* [DATASET RECORDS]
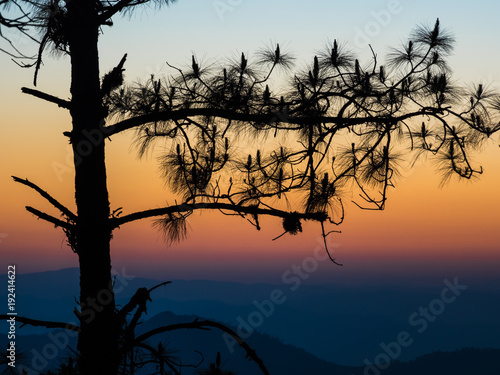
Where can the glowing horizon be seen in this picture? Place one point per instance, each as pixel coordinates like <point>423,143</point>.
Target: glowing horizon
<point>422,221</point>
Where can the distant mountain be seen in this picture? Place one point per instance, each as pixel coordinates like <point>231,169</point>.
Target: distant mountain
<point>337,323</point>
<point>279,358</point>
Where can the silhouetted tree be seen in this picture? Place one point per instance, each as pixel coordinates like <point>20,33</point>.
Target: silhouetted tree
<point>343,127</point>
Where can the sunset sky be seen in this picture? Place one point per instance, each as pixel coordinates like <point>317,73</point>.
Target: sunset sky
<point>426,231</point>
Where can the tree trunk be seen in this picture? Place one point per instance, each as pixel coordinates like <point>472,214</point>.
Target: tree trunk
<point>98,340</point>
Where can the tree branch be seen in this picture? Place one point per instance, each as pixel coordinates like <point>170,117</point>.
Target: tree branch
<point>41,323</point>
<point>203,324</point>
<point>232,115</point>
<point>50,98</point>
<point>49,218</point>
<point>263,118</point>
<point>252,210</point>
<point>47,196</point>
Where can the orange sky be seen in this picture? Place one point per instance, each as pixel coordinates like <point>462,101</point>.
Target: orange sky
<point>423,224</point>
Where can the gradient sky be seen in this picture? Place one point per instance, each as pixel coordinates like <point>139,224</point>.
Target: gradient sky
<point>425,230</point>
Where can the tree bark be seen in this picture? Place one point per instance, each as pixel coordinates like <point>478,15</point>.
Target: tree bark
<point>99,338</point>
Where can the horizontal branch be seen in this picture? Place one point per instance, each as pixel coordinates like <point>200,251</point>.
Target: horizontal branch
<point>264,118</point>
<point>41,323</point>
<point>251,210</point>
<point>50,98</point>
<point>49,218</point>
<point>47,196</point>
<point>203,325</point>
<point>268,118</point>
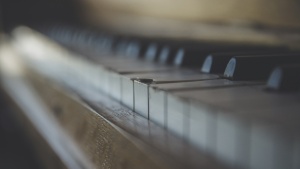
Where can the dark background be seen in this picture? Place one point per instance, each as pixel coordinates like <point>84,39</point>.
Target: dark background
<point>38,12</point>
<point>16,149</point>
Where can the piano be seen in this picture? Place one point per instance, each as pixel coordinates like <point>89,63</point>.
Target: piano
<point>161,84</point>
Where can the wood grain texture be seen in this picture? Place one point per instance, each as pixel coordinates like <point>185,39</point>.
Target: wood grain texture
<point>236,21</point>
<point>48,158</point>
<point>284,13</point>
<point>113,137</point>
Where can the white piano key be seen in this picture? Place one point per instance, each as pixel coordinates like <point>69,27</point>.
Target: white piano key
<point>157,106</point>
<point>231,139</point>
<point>202,127</point>
<point>160,78</point>
<point>141,94</point>
<point>127,92</point>
<point>270,148</point>
<point>177,116</point>
<point>157,94</point>
<point>115,85</point>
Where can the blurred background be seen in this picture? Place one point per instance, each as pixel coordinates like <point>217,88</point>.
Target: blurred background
<point>16,149</point>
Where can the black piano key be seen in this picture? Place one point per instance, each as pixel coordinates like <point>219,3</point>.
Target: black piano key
<point>121,47</point>
<point>152,52</point>
<point>194,56</point>
<point>257,67</point>
<point>285,78</point>
<point>217,62</point>
<point>167,54</point>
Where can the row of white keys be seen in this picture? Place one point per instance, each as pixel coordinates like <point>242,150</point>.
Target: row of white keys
<point>243,126</point>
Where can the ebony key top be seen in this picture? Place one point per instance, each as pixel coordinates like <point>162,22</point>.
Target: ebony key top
<point>217,62</point>
<point>194,57</point>
<point>285,78</point>
<point>257,67</point>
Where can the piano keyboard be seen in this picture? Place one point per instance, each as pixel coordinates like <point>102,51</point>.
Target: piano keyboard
<point>236,102</point>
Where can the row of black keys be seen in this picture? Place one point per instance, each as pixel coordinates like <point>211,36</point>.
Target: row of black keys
<point>233,61</point>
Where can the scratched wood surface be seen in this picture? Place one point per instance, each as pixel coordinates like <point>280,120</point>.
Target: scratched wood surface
<point>113,137</point>
<point>228,20</point>
<point>41,149</point>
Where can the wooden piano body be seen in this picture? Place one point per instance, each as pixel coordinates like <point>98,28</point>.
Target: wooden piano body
<point>86,108</point>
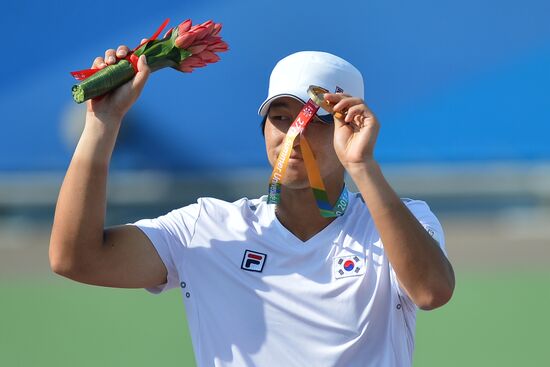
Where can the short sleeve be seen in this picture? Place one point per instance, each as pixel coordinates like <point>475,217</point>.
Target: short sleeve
<point>170,234</point>
<point>431,224</point>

* [EXERCISE DIRECTIONS]
Rewrite the listing from the line containing "Where can the scratched" through its end, requests included, multiplying every answer's point coordinates by 2.45 and rounding to whole numbers, halves up, while leaving the sample coordinates in the requests as they are. Leave the picture lines out.

* [RESPONSE TO THIS TASK]
Where can the scratched wood surface be seen in this picture? Place one point per instance, each as pixel coordinates like <point>280,120</point>.
Target: scratched wood surface
<point>277,336</point>
<point>559,49</point>
<point>100,365</point>
Where can the wooden piano body be seen in this picture? Place one point per instance, each as pixel coordinates like <point>98,28</point>.
Target: wooden piano body
<point>211,265</point>
Where can the short sleeve be seen in this picture? Place one point per instance, each as pixel coordinates like <point>475,217</point>.
Target: short sleeve
<point>417,573</point>
<point>1056,549</point>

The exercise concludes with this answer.